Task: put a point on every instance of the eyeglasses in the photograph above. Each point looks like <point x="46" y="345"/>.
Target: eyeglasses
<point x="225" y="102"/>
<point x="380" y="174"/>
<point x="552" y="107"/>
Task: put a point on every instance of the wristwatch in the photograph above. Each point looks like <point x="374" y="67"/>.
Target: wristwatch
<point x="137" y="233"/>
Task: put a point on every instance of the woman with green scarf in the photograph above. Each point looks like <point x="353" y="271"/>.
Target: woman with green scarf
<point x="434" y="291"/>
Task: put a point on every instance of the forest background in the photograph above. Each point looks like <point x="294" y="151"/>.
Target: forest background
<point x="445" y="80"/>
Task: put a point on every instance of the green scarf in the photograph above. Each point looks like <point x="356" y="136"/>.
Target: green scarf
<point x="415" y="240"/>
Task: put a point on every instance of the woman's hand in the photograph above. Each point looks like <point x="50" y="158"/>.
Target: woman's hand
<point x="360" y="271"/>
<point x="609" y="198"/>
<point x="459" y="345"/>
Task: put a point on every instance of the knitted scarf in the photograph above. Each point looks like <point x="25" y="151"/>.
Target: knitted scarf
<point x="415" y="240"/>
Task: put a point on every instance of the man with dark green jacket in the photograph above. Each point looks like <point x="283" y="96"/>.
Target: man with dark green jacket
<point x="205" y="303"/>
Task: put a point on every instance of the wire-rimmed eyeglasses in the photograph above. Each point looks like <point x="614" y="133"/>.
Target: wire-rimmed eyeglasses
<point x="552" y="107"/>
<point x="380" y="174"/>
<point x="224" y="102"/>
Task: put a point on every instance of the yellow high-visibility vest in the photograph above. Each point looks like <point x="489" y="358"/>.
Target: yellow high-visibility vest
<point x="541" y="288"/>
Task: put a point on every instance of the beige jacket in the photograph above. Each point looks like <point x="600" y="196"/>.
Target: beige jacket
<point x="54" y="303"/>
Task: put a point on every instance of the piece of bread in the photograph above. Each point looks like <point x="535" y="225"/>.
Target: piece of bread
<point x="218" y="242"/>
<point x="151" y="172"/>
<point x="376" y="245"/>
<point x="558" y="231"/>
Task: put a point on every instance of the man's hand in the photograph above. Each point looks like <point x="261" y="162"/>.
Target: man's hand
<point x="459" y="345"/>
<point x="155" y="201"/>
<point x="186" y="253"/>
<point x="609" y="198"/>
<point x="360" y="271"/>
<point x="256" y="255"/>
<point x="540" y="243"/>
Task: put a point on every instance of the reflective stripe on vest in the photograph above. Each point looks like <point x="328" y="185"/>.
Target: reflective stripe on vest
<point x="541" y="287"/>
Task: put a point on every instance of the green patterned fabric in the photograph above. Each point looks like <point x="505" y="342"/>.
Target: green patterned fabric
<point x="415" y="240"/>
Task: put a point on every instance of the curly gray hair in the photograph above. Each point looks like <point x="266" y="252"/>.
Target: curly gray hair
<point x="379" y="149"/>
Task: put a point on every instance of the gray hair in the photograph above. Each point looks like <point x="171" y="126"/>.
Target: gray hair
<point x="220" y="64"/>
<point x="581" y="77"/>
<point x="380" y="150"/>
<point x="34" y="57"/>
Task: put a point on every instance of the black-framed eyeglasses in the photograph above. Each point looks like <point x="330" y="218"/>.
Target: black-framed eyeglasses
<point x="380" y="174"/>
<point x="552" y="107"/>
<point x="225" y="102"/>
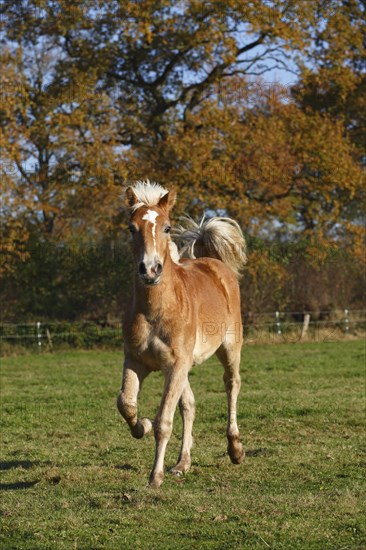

To do
Nothing but an exact repeat of the records, pictures excluded, belongs in the answer.

Solution for this exercise
Task: put a point on every instance of the eyeglasses in the photograph above. Each point looks like <point x="46" y="345"/>.
Target: eyeglasses
<point x="225" y="102"/>
<point x="380" y="174"/>
<point x="552" y="107"/>
Task: put a point on every instance of the wristwatch in the photograph above. Each point looks like <point x="374" y="67"/>.
Target: wristwatch
<point x="137" y="233"/>
Task: put a point on every instance of the woman with green scarf in the photograph above. Each point looks like <point x="353" y="271"/>.
Target: woman with green scarf
<point x="434" y="291"/>
Task: put a point on every instance of the forest background in the photograph above. Each point looks like <point x="294" y="151"/>.
Target: forest background
<point x="445" y="80"/>
Task: put a point on every instance of the green scarf in the photograph above. Each point looks like <point x="356" y="136"/>.
Target: green scarf
<point x="415" y="240"/>
Task: put a point on every instance of the woman's hand in the photograph above. Each point looks like <point x="50" y="158"/>.
Target: woman's hand
<point x="360" y="271"/>
<point x="609" y="198"/>
<point x="459" y="345"/>
Task: put a point on every instance of the knitted scarf in the photograph above. Each point looks like <point x="25" y="151"/>.
Target: knitted scarf
<point x="415" y="240"/>
Task: put a point on every instance of the man with dark green jacket in the photograph above. Each point looks like <point x="283" y="96"/>.
Target: man with dark green jacket
<point x="205" y="303"/>
Task: put a point on every instance of the wire-rimmed eyeglasses in the photograph above. Each point looks like <point x="614" y="133"/>.
Target: wire-rimmed eyeglasses
<point x="552" y="107"/>
<point x="380" y="174"/>
<point x="224" y="102"/>
Task: put a point on every instance of the yellow high-visibility vest in the photograph above. Each point looks like <point x="489" y="358"/>.
Target: yellow high-visibility vest
<point x="541" y="288"/>
Task: put a point on every instance of the beige jacket in the photograph above. Each point looks like <point x="600" y="196"/>.
Target: beige jacket
<point x="54" y="303"/>
Task: put a point on every instance of the piece of bread in the photograph above. Each point looks like <point x="535" y="225"/>.
Target: piece of bread
<point x="218" y="242"/>
<point x="151" y="172"/>
<point x="376" y="245"/>
<point x="558" y="231"/>
Task: put a point on every instance of the man's hand in the photograph above. Each point looks like <point x="261" y="162"/>.
Target: man's hand
<point x="459" y="345"/>
<point x="155" y="201"/>
<point x="186" y="253"/>
<point x="609" y="198"/>
<point x="360" y="271"/>
<point x="256" y="255"/>
<point x="540" y="243"/>
Task: put a point on every instance of the reflective stripe on vest in the photograph above. Each point looks like <point x="328" y="185"/>.
Target: reflective stripe on vest
<point x="541" y="287"/>
Task: put a point on every instance of the green patterned fabric in the photograph above. Each point looks like <point x="505" y="342"/>.
Target: green patterned fabric
<point x="415" y="240"/>
Task: put a point on every instance of the curly gray hair in the photograph above. Each point looks like <point x="266" y="252"/>.
Target: curly gray hair
<point x="379" y="149"/>
Task: put a point on every instance of the gray hair in the photograph above. Each point looks like <point x="171" y="126"/>.
Target: gray hair
<point x="220" y="64"/>
<point x="581" y="77"/>
<point x="380" y="150"/>
<point x="34" y="57"/>
Task: put a point on every instance of the black-framed eyeglasses in the photograph above. Each point looks like <point x="330" y="218"/>.
Target: black-framed eyeglasses
<point x="380" y="174"/>
<point x="552" y="107"/>
<point x="225" y="102"/>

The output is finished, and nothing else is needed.